• **PASSAGE TO READ**:
# # # # #
Skip to content
Published on

MongoDB Sharding Complete Guide: From Shard Key Design to Operational Automation

Authors
  • Name
    Twitter

Introduction

When a single MongoDB instance can no longer handle the data volume or throughput, Sharding becomes necessary. Sharding is a technique that horizontally distributes data across multiple servers (shards) to scale read/write performance and storage capacity.

This article covers building and operating a Sharded Cluster based on MongoDB 7.0+.
# # # # #
• **MATERIAL SHOWN**:

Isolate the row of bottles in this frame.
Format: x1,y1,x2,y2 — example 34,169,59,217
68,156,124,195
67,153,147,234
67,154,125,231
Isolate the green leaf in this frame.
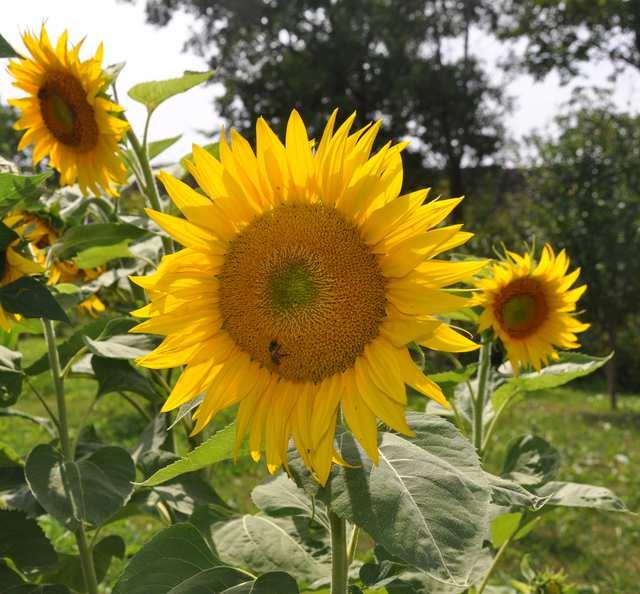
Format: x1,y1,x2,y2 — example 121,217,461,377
84,334,157,359
491,352,613,409
0,221,18,250
290,413,490,585
0,171,53,216
251,472,329,530
147,134,182,160
0,346,23,407
536,481,628,511
25,444,135,529
485,472,545,509
212,515,331,583
180,142,220,169
55,223,146,260
139,423,242,487
73,239,132,268
0,276,69,323
129,71,213,114
250,571,300,594
501,435,560,488
0,35,20,58
113,524,229,594
25,318,113,375
91,356,159,400
45,534,125,592
0,510,58,569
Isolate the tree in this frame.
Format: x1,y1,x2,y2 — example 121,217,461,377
495,0,640,81
530,92,640,408
138,0,508,205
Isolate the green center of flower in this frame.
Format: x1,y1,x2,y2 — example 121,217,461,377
502,295,536,329
271,263,318,313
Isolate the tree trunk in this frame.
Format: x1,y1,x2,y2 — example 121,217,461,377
606,327,618,410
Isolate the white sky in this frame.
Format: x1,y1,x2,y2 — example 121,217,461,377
0,0,640,161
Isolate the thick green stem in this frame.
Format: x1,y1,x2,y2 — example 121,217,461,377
127,128,173,254
329,509,349,594
42,319,98,594
473,334,491,453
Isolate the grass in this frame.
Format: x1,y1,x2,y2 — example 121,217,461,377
0,339,640,594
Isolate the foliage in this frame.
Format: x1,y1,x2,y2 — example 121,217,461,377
529,96,640,400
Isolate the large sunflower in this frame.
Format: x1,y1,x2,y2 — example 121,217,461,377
9,26,128,195
134,111,483,483
475,245,589,373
# # # # #
• **WHAT IS ASKED**:
A - In the MongoDB sharding guide, which MongoDB version is the Sharded Cluster coverage based on?
B - Rewrite the listing from the line with "Isolate the green leaf in this frame." to the line with "0,510,58,569", replacing "green leaf" with "fallen leaf" and changing nothing else. Leave the pictures out.

• **ANSWERS TO THE EXERCISE**:
A - MongoDB 7.0+

B -
Isolate the fallen leaf in this frame.
Format: x1,y1,x2,y2 — example 121,217,461,377
84,334,157,359
491,352,613,409
0,221,18,250
290,413,490,585
0,171,53,216
251,472,329,530
147,134,182,160
0,346,23,407
536,481,628,511
25,444,135,529
485,472,545,509
212,515,331,583
180,142,220,169
55,223,146,260
139,423,242,487
73,239,132,268
0,276,69,323
129,71,213,114
250,571,300,594
501,435,560,488
0,35,20,58
113,524,229,594
25,318,113,375
91,356,159,400
45,534,125,592
0,510,58,569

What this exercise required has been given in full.